→ Exercise set
1: Translate this sentence from the chronic kidney disease proposal into Spanish: "Hepcidin lowers serum iron levels by reducing iron absorption in different cell types, including hepatocytes."
2: Write the next part of the research proposal on FGF23, IL-6 and hepcidin in chronic kidney disease, picking up after its last sentence.

→ Document excerpt

Chronic Kidney Disease (CKD) is a health epidemic that increases the risk of death due to systemic inflammation and anemia which affects up to 60% of patients by the time they reach dialysis. Early metabolic complications of CKD, such as elevated serum concentrations of bone-derived fibroblast growth factor (FGF) 23, are strongly associated with increased levels of inflammatory cytokines, such as interleukin-6 (IL-6) and C-reactive protein (CRP), and of iron regulators, including hepcidin, and with mortality. In a recent experimental study, we demonstrated that FGF23 contributes to inflammation by directly targeting hepatocytes through FGF receptor isoform 4 (FGFR4) and inducing PLC?/calcineurin/NFAT signaling and the production of IL-6 and CRP. We found that animal models with FGF23 elevations have increased hepatic and circulating levels of IL-6 and CRP, which did not occur if FGFR4 was blocked or deleted. IL-6 is a potent inducer of hepcidin production in the liver by activating IL-6 receptor (IL-6R) and signal transducer and activator of transcription 3 (STAT3) signaling in hepatocytes. Hepcidin lowers serum iron levels by reducing iron absorption in different cell types, including hepatocytes. Prolonged elevations of serum hepcidin levels, as observed in CKD, result in iron deficiency, and the reduction of hepcidin production can serve as a therapeutic approach to tackle anemia. The purpose of this proposal is to study functional interactions between FGF23, IL-6 and hepcidin. We postulate that by increasing IL-6 production, FGF23 can elevated hepatic and systemic levels of hepcidin and contribute to anima. This hypothesis is supported by our preliminary data showing that FGF23 significantly increases hepcidin expression in primary mouse hepatocytes. This effect occurs only after 48 hours of FGF23 treatment and involves the activation of STAT3.
In Aim 1, we will determine if phosphorylation and transcriptional activity of STAT3 as well as expression and release of hepcidin in FGF23-treated mouse hepatocytes is reduced by inhibitors of the PLC?/calcineurin/NFAT or the IL-6R/JAK/STAT3 signaling pathways. We will repeat the experiment in hepatocytes isolated from FGFR4 knockout (FGFR4-/-) mice or following viral knockdown of IL-6 or IL-6R.

→ Data under study
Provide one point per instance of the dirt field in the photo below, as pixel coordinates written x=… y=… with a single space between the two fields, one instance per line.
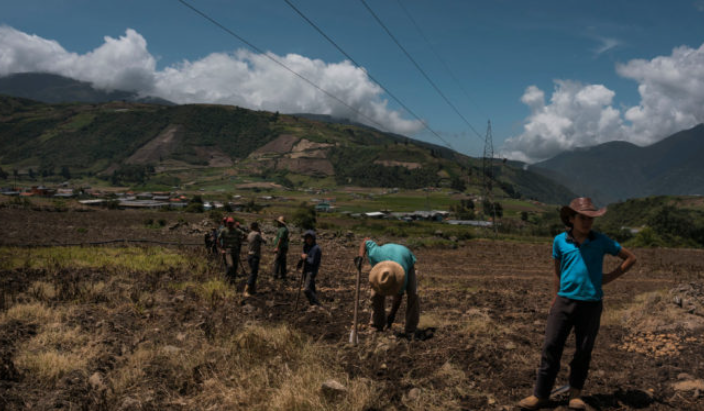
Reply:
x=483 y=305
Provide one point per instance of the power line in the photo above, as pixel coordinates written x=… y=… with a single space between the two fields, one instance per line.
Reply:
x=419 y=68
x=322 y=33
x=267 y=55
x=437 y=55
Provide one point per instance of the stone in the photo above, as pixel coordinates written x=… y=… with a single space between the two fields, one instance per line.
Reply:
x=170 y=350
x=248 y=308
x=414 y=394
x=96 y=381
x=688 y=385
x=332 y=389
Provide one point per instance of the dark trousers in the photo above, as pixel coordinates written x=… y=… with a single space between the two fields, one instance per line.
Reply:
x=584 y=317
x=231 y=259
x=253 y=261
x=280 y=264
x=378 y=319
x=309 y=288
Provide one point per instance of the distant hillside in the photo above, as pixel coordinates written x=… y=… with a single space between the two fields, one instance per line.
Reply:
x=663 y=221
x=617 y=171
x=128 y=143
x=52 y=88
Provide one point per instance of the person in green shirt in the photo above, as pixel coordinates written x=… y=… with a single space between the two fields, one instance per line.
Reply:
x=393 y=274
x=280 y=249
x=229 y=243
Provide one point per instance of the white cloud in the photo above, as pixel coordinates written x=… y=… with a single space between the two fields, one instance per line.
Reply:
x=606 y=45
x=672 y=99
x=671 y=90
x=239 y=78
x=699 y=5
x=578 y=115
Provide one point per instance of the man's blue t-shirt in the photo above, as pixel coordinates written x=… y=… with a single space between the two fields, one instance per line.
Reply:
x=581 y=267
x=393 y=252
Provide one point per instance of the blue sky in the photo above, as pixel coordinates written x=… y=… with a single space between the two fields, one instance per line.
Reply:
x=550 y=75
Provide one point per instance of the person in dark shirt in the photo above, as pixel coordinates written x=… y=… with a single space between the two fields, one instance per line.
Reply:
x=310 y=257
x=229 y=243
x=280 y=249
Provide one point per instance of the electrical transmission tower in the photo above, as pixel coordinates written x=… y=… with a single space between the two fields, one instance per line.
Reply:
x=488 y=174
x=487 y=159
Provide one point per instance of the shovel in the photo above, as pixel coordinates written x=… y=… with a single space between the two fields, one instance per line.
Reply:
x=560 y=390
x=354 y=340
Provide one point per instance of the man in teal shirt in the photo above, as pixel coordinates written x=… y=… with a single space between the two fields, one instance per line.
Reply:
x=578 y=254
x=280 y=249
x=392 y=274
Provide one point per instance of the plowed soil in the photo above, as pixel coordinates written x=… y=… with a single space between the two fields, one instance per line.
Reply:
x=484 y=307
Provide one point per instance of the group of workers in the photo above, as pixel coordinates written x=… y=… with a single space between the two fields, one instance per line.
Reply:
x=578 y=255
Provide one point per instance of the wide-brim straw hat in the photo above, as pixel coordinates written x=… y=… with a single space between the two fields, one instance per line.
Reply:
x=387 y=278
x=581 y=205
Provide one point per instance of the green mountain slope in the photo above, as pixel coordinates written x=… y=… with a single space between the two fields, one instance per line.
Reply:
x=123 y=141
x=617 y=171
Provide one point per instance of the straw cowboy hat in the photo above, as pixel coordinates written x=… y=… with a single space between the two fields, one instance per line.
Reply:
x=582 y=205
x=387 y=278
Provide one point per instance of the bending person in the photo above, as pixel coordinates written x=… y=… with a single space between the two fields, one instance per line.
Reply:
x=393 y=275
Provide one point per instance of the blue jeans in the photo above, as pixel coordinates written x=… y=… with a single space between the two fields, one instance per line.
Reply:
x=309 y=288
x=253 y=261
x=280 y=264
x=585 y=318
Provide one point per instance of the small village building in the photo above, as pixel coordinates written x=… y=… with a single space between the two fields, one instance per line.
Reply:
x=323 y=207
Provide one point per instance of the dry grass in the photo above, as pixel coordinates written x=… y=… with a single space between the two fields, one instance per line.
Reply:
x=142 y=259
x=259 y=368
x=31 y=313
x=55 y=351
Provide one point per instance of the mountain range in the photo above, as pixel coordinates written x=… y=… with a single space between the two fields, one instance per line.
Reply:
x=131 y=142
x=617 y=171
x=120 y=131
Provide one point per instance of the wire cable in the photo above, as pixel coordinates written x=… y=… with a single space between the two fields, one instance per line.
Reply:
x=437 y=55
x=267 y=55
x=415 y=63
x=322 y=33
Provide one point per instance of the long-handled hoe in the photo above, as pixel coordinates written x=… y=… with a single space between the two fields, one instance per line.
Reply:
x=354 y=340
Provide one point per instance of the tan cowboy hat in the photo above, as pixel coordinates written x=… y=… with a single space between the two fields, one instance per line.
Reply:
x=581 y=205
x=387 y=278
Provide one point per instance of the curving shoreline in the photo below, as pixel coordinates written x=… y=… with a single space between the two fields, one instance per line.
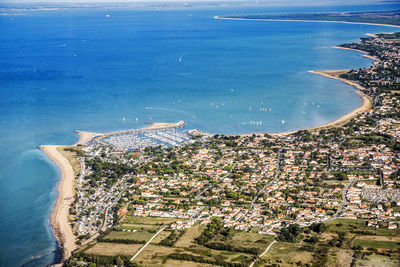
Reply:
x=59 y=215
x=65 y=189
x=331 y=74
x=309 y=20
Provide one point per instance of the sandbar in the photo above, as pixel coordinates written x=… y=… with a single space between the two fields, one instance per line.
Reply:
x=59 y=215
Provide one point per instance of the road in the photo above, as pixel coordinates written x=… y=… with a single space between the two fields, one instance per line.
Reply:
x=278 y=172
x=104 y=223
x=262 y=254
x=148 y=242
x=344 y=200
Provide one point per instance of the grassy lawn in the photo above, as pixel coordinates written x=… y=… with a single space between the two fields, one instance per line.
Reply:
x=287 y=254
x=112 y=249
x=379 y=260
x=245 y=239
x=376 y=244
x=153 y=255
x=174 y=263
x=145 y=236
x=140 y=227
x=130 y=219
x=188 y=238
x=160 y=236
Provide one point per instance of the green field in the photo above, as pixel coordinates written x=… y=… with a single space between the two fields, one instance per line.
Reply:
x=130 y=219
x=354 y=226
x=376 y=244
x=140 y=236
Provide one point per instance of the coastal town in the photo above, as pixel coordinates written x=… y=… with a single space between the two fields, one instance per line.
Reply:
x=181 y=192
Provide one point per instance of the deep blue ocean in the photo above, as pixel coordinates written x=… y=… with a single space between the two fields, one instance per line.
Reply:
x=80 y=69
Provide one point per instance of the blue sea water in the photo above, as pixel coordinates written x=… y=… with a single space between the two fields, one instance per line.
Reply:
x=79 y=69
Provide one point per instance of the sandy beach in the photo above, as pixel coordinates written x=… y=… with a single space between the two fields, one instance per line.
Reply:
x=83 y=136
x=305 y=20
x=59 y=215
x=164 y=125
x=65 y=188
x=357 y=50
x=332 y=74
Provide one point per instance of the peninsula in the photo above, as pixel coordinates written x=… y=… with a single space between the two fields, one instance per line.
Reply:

→ Exercise responses
1: La hepcidina reduce los niveles séricos de hierro al disminuir la absorción de hierro en distintos tipos de células, incluidos los hepatocitos.

2:
In Aim 2, we will determine if deletion or blockade of FGFR4 in animal models with elevated FGF23 reduces hepcidin production and protects from anemia. We have reported that administration of FGF23 in mice increases hepatic and circulating levels of IL-6 within five days. Our preliminary studies indicate that Alport mice, a genetic model of CKD with high FGF23 levels, show elevated IL-6 and hepcidin expression in the liver and develop anemia. We will subject FGFR4-/- mice to chronic FGF23 infusions using osmotic minipumps, and we will administer a FGFR4-specific small molecule inhibitor to Alport mice, followed by the analysis of IL-6 and hepcidin expression in the liver and of serological iron parameters. We postulate that via the proposed mechanism, elevated FGF23 concentrations can contribute to CKD-associated anemia and that pharmacological FGFR4 blockade might serve as novel anti-anemic intervention in patients with CKD.
The majority of patients with chronic kidney disease (CKD) develops systemic inflammation and reduced iron levels (also called anemia) which can both contribute to early death. In patients with CKD, circulating levels of fibroblast growth factor 23 (FGF23), interleukin 6 (IL-6) and hepcidin are markedly elevated, and together these alterations cause an overactivation of the inflammatory response and anemia. In this proposal, we will characterize the crosstalk between FGF23, IL-6 and hepcidin in the liver and assess beneficial effects of inhibiting FGF23-mediated molecular events in liver cells as a novel therapeutic approach to block anemia in animal models of CKD.